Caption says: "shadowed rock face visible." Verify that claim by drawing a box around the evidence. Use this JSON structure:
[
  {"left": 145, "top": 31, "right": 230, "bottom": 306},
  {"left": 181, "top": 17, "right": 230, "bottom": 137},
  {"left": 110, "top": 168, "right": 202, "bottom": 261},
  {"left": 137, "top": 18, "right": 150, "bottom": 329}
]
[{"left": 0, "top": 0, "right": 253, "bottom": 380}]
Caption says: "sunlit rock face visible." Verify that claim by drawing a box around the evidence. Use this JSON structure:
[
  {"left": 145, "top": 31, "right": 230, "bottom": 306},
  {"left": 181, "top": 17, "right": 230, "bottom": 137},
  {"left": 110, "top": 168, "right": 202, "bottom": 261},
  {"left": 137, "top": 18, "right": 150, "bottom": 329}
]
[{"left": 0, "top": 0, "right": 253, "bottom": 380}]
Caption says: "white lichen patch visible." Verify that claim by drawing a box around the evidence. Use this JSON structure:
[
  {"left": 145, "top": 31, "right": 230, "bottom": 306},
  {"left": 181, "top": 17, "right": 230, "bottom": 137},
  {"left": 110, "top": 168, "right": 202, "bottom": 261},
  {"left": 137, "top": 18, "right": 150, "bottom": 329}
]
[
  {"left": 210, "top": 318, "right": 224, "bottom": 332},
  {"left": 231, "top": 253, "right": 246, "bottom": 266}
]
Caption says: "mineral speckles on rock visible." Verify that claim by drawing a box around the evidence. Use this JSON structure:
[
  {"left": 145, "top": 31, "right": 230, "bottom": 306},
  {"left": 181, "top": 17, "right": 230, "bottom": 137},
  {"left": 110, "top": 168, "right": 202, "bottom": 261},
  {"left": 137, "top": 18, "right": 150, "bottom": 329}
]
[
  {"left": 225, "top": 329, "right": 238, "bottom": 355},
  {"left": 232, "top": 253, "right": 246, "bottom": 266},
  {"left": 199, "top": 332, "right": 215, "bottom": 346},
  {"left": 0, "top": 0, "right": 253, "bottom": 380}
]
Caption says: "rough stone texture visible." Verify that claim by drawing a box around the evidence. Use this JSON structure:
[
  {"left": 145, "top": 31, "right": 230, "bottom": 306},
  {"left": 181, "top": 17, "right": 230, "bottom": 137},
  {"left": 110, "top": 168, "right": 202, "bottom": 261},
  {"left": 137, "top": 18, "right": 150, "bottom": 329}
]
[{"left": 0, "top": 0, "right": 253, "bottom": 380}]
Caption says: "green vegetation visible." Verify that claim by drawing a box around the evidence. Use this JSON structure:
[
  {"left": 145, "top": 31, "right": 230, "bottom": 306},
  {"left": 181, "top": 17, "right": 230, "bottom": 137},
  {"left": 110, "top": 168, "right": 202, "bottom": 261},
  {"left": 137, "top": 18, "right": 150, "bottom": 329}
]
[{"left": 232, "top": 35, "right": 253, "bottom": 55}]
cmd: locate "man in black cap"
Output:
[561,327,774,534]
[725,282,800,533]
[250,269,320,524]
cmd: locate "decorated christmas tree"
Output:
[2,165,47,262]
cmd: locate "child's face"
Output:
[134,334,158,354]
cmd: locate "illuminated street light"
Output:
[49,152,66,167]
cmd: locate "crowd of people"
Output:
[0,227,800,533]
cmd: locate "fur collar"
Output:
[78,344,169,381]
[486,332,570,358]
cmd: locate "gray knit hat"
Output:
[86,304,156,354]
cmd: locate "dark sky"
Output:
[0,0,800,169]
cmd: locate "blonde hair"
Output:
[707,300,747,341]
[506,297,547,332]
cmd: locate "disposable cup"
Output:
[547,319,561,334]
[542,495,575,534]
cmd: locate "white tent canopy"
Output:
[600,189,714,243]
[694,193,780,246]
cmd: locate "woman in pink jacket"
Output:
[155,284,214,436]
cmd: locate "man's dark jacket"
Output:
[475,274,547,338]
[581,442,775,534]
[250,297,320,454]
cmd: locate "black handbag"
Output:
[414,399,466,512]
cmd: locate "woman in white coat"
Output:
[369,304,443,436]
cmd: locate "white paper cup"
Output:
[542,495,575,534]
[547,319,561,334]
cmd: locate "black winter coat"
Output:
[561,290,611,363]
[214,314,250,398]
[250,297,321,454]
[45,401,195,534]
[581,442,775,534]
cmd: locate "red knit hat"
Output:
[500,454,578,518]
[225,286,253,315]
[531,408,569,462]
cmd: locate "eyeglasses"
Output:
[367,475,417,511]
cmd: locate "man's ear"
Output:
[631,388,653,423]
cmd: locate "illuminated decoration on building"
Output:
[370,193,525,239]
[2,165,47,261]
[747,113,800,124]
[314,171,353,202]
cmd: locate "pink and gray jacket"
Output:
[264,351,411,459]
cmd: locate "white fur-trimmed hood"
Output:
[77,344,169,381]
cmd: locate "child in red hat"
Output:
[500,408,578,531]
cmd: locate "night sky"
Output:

§ §

### Short task
Tally the lines in the entries above that contain the string "face" with matching case, and reply with the count alone.

### Exercise output
3